* start DATASET EXCERPTS *
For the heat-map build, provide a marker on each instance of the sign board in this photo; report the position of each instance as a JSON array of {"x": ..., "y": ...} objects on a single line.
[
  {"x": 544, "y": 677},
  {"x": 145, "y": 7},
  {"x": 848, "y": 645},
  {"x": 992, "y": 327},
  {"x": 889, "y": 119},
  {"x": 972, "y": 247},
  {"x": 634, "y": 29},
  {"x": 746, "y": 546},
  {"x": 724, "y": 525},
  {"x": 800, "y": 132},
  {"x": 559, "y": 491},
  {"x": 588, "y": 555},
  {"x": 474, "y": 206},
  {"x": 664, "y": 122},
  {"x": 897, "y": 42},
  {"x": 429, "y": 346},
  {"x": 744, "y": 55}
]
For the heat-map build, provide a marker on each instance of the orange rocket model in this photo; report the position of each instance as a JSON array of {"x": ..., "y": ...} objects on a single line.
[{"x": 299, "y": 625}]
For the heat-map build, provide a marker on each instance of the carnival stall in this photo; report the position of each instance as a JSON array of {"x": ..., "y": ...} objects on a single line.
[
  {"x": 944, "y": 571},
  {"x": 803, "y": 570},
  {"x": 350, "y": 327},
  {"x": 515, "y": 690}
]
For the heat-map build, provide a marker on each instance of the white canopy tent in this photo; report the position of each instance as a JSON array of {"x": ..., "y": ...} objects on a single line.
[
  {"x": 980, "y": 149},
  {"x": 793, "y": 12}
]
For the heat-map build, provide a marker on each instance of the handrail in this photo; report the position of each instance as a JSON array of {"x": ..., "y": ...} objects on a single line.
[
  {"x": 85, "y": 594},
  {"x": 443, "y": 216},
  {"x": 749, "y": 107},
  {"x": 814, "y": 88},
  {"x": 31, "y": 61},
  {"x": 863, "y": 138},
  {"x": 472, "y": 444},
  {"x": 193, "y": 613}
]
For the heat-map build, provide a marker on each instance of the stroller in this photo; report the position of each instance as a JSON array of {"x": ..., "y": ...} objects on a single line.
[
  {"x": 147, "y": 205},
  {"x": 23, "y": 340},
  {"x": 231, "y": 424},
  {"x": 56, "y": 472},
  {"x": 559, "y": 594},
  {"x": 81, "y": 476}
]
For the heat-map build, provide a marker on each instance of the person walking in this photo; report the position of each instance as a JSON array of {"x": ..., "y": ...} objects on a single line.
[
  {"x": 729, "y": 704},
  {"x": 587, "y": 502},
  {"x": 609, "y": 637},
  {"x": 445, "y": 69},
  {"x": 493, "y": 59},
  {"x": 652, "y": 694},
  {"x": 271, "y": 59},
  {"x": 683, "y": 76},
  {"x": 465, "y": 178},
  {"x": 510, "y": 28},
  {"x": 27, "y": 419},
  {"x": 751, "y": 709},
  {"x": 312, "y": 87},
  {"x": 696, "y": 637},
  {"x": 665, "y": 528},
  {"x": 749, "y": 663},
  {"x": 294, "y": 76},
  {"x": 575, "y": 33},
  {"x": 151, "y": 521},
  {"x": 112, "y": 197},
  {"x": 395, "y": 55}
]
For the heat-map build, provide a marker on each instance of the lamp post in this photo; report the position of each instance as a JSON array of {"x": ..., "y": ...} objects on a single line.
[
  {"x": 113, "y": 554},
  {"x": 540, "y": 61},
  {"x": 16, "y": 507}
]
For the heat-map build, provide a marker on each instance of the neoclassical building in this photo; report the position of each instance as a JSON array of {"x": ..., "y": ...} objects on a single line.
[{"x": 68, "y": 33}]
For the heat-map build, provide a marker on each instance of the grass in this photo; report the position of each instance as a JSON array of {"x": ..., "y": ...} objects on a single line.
* end DATASET EXCERPTS *
_GOAL_
Reproduce verbatim every line of the data, from the line containing "of the lamp" through the final line, with both ends included.

_RESULT BELOW_
For the heat-map build, provide a marker on each instance of the lamp post in this photo; report the position of each instance as a JSON array of {"x": ..., "y": ...} objects on a single line.
[
  {"x": 113, "y": 554},
  {"x": 540, "y": 61},
  {"x": 16, "y": 507}
]
For the heat-map build, provide a marker on each instance of the neoclassical building in this photo; report the position of each instance as a JSON array of {"x": ..., "y": ...} objects on a single line.
[{"x": 68, "y": 33}]
For the heat-map build, provide a marker on each instance of the grass in this photo; report the position of each instance as a JSON array of {"x": ..., "y": ...} objects on a single line.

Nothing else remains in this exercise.